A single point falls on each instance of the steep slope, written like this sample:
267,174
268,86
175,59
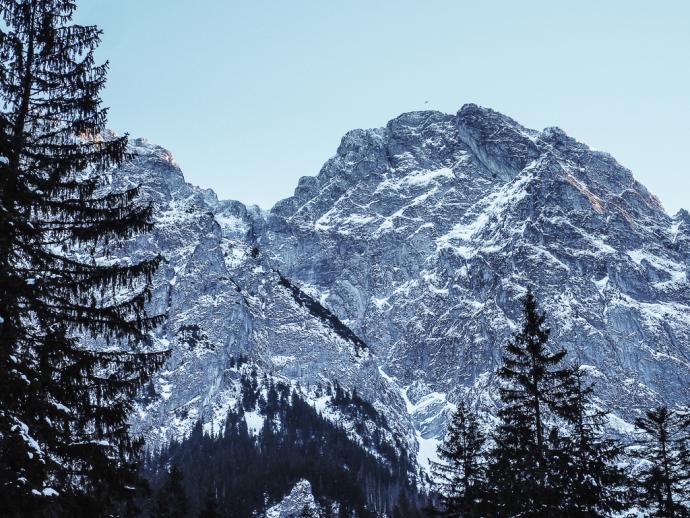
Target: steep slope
398,268
422,235
223,300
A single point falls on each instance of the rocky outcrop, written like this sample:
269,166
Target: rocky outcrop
417,240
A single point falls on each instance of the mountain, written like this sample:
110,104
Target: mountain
398,270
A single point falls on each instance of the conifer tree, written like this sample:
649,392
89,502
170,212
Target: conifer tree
587,461
461,470
171,500
210,508
531,386
661,488
64,438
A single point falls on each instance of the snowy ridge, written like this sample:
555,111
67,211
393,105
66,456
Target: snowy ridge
419,237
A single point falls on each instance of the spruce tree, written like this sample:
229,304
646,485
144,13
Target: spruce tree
661,488
210,508
586,464
461,472
171,500
64,437
531,386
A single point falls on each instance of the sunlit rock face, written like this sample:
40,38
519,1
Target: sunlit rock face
419,238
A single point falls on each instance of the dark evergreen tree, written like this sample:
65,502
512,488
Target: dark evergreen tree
171,499
461,471
64,438
210,508
661,488
307,512
531,388
586,462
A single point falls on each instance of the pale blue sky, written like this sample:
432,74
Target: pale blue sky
249,96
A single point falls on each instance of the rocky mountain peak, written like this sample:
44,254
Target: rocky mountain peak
398,268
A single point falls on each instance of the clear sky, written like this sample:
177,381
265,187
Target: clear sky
251,95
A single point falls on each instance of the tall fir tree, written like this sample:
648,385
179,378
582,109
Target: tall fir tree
65,447
532,381
662,482
461,472
587,462
210,507
171,499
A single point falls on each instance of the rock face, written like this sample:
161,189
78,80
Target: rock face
398,269
300,502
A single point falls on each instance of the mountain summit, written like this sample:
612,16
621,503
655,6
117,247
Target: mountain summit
398,268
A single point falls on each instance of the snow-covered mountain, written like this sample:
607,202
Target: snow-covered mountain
398,268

** Aim of the task **
Recast the data above as a JSON list of strings, one string for each line, with blank lines dropped and the picture left out.

** Reply to the exercise **
[
  "A single point falls on each instance of the steep slope, written like this sample:",
  "267,174",
  "268,86",
  "175,59",
  "Target: steep slope",
  "398,268",
  "422,235",
  "223,300",
  "A single point falls on each instance of the rocky outcrop, written like this sample:",
  "269,166",
  "Target: rocky outcrop",
  "417,240",
  "A single point falls on each instance of the mountain, written like this sample:",
  "110,104",
  "Target: mountain",
  "398,270",
  "A single point falls on each instance of the conifer tree, written like this sample:",
  "649,392",
  "89,502",
  "170,212",
  "Target: conifer tree",
  "587,461",
  "461,470",
  "171,500",
  "210,508",
  "531,386",
  "661,488",
  "64,438",
  "A single point falls on each instance of the snowy ridge, written like this sample:",
  "555,111",
  "67,211",
  "393,105",
  "66,456",
  "Target: snowy ridge",
  "419,237",
  "A single point falls on each instance of the spruce tree, written like this sample:",
  "229,304",
  "646,485",
  "144,13",
  "Target: spruce tree",
  "661,488",
  "210,508",
  "586,464",
  "461,472",
  "171,500",
  "64,437",
  "531,386",
  "A single point falls on each instance of the sunlit rock face, written like this sample:",
  "40,38",
  "519,1",
  "Target: sunlit rock face",
  "419,238",
  "A single point falls on each instance of the dark evergreen tree, written like this sample:",
  "65,502",
  "512,488",
  "Target: dark evergreen tree",
  "171,499",
  "461,471",
  "64,438",
  "210,508",
  "661,488",
  "307,512",
  "531,388",
  "586,462",
  "A single point falls on each instance of the pale blue sky, written like this sample:",
  "432,74",
  "Target: pale blue sky",
  "249,96",
  "A single point falls on each instance of the rocky mountain peak, written like this sample:",
  "44,254",
  "Target: rocky mountain peak",
  "398,268",
  "A single point falls on each instance of the clear sky, written like this sample:",
  "177,381",
  "265,187",
  "Target: clear sky",
  "251,95",
  "A single point falls on each instance of the tall fir tree, written like this sample:",
  "648,385",
  "179,378",
  "582,109",
  "Target: tall fir tree",
  "65,447",
  "532,381",
  "662,482",
  "461,472",
  "587,462",
  "210,507",
  "171,499",
  "A single point falls on each instance of the rock face, written like this sample:",
  "161,189",
  "78,80",
  "Target: rock face",
  "398,269",
  "300,502",
  "A single point falls on each instance of the mountain summit, written like this sample:",
  "612,16",
  "621,503",
  "655,6",
  "117,247",
  "Target: mountain summit",
  "398,268",
  "A single point falls on each instance of the snow-covered mountain, written like this sample:",
  "607,202",
  "Target: snow-covered mountain",
  "398,268"
]